(Data to process):
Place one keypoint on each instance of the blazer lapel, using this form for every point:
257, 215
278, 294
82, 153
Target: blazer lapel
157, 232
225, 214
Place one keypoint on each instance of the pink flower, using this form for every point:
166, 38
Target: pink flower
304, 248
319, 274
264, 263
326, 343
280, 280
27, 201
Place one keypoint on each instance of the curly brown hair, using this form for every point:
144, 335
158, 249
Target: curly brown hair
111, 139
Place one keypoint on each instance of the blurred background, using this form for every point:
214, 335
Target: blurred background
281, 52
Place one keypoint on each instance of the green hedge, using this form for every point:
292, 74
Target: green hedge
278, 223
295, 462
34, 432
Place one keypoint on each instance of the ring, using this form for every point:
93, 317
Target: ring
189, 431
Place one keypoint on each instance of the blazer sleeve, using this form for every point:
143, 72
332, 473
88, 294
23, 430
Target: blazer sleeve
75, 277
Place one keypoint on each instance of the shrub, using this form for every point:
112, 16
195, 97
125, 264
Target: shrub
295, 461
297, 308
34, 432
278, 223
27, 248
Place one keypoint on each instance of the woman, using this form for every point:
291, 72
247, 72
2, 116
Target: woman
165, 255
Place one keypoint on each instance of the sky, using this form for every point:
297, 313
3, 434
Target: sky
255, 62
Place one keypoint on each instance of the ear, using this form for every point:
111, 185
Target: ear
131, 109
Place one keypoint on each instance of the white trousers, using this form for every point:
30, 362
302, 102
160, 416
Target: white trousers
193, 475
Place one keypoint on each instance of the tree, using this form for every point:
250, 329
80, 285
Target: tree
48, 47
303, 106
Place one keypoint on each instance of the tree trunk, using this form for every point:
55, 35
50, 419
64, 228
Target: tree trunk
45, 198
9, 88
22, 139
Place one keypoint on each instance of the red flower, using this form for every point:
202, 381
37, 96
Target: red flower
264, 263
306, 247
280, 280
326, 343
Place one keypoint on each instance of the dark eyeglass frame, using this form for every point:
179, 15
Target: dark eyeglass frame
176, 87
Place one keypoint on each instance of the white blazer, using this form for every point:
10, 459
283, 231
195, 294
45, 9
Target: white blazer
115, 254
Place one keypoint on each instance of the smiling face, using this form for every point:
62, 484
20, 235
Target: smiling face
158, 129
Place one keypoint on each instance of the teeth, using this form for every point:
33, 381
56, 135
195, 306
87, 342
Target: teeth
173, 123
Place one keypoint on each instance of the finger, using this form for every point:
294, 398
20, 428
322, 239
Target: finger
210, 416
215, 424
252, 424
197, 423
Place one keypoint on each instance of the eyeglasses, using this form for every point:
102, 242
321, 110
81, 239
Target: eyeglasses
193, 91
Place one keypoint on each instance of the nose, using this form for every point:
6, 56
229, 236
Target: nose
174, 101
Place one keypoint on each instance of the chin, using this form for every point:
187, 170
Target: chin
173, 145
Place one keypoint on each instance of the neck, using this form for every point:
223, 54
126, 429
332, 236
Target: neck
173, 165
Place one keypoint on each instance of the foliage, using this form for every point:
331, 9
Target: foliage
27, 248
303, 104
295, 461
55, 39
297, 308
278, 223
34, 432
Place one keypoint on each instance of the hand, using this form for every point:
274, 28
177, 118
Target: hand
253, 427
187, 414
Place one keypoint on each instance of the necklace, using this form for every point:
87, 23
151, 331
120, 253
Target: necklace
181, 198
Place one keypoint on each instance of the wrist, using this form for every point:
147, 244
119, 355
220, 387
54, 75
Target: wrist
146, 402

(Exercise aim): Exact copies of every record are required.

(Answer to the problem):
Place one keypoint on each instance of the blazer lapel, using this form for every point:
257, 215
278, 294
82, 153
Target: blazer lapel
157, 232
225, 214
Place one keypoint on each instance of the pink flower, using this form for every point:
166, 38
Target: pink flower
304, 248
319, 274
264, 263
326, 343
280, 280
27, 201
Place one keypoint on each instance of the curly brown hair, using this form for every point:
144, 335
158, 249
Target: curly brown hair
111, 139
Place one keypoint on each instance of the blurred background, using this form for every point:
214, 335
Target: blurred background
281, 52
Place one keypoint on each instance of the green hedge, using this form for every point:
292, 74
Target: green hedge
278, 223
295, 462
34, 432
Place one keypoint on each instance of the ring, using this form for every point:
93, 317
Target: ring
189, 431
Place one keypoint on each instance of the blazer sleeve, using this form for every point:
143, 72
332, 473
88, 294
23, 430
Target: blazer sleeve
75, 277
Place one keypoint on each instance of the shrub, using this form for every point:
112, 16
195, 97
125, 264
Target: shrub
295, 461
297, 308
34, 432
278, 223
27, 248
Place one keypoint on each instance of the woman, using this form for every point:
291, 72
247, 72
2, 116
Target: woman
165, 255
Place one keypoint on each instance of the sky, using this form for every point:
297, 313
3, 434
Target: sky
255, 62
Place one keypoint on each instance of the ear, using this form for every point:
111, 185
Target: ear
131, 109
Place one keypoint on each instance of the white trousers, using this form for every point:
30, 362
302, 102
160, 416
Target: white trousers
193, 475
Place one keypoint on each instance of the tree, using this form for every point:
250, 329
80, 285
Target: tree
48, 47
303, 106
Place one keypoint on each instance of the tree trunk, using this form for every point:
55, 35
50, 419
64, 228
Target: tree trunk
45, 198
9, 88
22, 139
Place one keypoint on each instance of the red flower, using this form for every point:
202, 381
37, 96
Target: red flower
264, 263
306, 247
280, 280
326, 343
Place one keypoint on each instance of the dark eyeglass frame, using this form for every point:
179, 15
Target: dark eyeglass frame
176, 87
Place one keypoint on each instance of the white blazer, using this form for every point:
10, 459
283, 231
195, 294
45, 9
Target: white blazer
115, 254
Place one keypoint on each instance of the smiling face, using this form for every point:
62, 484
20, 235
Target: smiling face
158, 129
Place one keypoint on each instance of the teeth, using this form for every point:
33, 381
56, 135
195, 306
87, 342
Target: teeth
173, 123
Place one keypoint on each instance of the finger, using this form for every point:
294, 398
20, 428
322, 239
Target: finger
210, 416
215, 424
252, 424
197, 423
Place one keypoint on each instance of the eyeglasses, using this form for every point:
102, 242
321, 110
81, 239
Target: eyeglasses
193, 91
Place one keypoint on each instance of the nose, using this form for every point:
6, 56
229, 236
Target: nose
174, 101
Place one keypoint on each instance of the chin, using this form for every point:
187, 170
Target: chin
173, 145
Place one keypoint on each instance of the neck, using this form for every point:
223, 54
126, 429
332, 236
Target: neck
173, 165
Place one keypoint on each instance of the foliage, using this form for every point:
331, 9
Target: foliage
27, 248
303, 104
295, 461
55, 39
297, 308
278, 223
34, 432
Place one keypoint on each instance of the hand, using this form for every point:
274, 28
177, 118
Target: hand
253, 427
187, 414
Place one keypoint on each instance of the necklace, using this form for every point:
87, 23
151, 331
120, 253
Target: necklace
181, 198
Place one keypoint on each instance of the wrist, using this form for every point:
147, 244
119, 355
220, 387
54, 75
Target: wrist
146, 402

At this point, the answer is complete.